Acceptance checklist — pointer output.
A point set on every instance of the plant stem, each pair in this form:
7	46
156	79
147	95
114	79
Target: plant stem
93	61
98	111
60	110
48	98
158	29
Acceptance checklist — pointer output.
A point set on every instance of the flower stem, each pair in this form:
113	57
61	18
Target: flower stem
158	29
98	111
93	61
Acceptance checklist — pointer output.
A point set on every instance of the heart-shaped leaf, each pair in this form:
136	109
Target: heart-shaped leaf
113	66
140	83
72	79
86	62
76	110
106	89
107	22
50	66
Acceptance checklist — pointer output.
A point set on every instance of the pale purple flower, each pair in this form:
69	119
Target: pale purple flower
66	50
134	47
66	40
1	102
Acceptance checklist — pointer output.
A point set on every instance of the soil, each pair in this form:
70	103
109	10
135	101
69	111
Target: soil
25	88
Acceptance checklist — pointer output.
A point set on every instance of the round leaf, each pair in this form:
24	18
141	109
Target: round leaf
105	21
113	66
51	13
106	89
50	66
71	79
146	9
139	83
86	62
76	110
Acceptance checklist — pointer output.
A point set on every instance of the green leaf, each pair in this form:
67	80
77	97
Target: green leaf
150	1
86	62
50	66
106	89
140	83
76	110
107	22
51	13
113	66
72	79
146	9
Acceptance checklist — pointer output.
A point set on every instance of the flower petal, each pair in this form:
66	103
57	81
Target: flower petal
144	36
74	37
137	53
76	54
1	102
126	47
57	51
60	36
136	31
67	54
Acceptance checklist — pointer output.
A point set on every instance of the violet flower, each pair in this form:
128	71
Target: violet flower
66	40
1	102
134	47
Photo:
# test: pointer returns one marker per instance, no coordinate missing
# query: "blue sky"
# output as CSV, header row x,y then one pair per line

AIM OF THE EXERCISE = Each entry shown above should be transcribed exactly as written.

RESPONSE AREA =
Acceptance checklist — pointer output.
A point set on every instance of the plant stem, each pair in this form:
7	46
156	79
147	95
114	79
Target: plant stem
93	61
98	111
60	110
48	98
158	29
Acceptance checklist — pointer output.
A point set on every instance of the flower stem, each pair in this form:
113	57
61	18
Target: flower stem
158	29
98	111
93	61
Acceptance checklist — pointer output.
A point set on every instance of the heart-shaped leaf, each pair in this form:
136	109
Target: heart-shaped leaf
113	66
140	83
72	79
86	62
76	110
106	89
107	22
50	66
Acceptance checklist — pointer output.
A point set on every instance of the pale purple flower, each pair in this form:
69	119
Target: pale purple flower
66	50
134	47
66	40
1	102
Acceptance checklist — pointer output.
A point set on every instance of the soil, each pair in this form:
70	103
109	10
135	101
69	111
Target: soil
25	88
Acceptance checklist — pointer output.
A point set on every instance of the round leaf, each pair in this form:
24	18
141	109
Target: round leaf
105	21
113	66
51	13
106	89
50	66
71	79
146	9
139	83
86	62
76	110
Acceptance checklist — pointer output.
A point set on every instance of the green leaf, each pair in this form:
67	80
77	97
Target: green leaf
150	1
86	62
50	66
106	89
140	83
76	110
107	22
51	13
113	66
72	79
146	9
Acceptance checklist — pointer output.
A point set on every instance of the flower petal, each pair in this form:
66	103
57	81
Target: flower petal
144	36
74	37
137	53
76	54
1	102
126	47
57	51
60	36
136	31
67	54
Acceptance checklist — pointer output.
A point set on every instance of the violet flower, each pair in this form:
128	71
Target: violet flower
66	40
1	102
134	47
Photo:
# test: pointer returns one marker per instance, no coordinate missing
# query: "blue sky"
# output as CSV, header row x,y then one pair per line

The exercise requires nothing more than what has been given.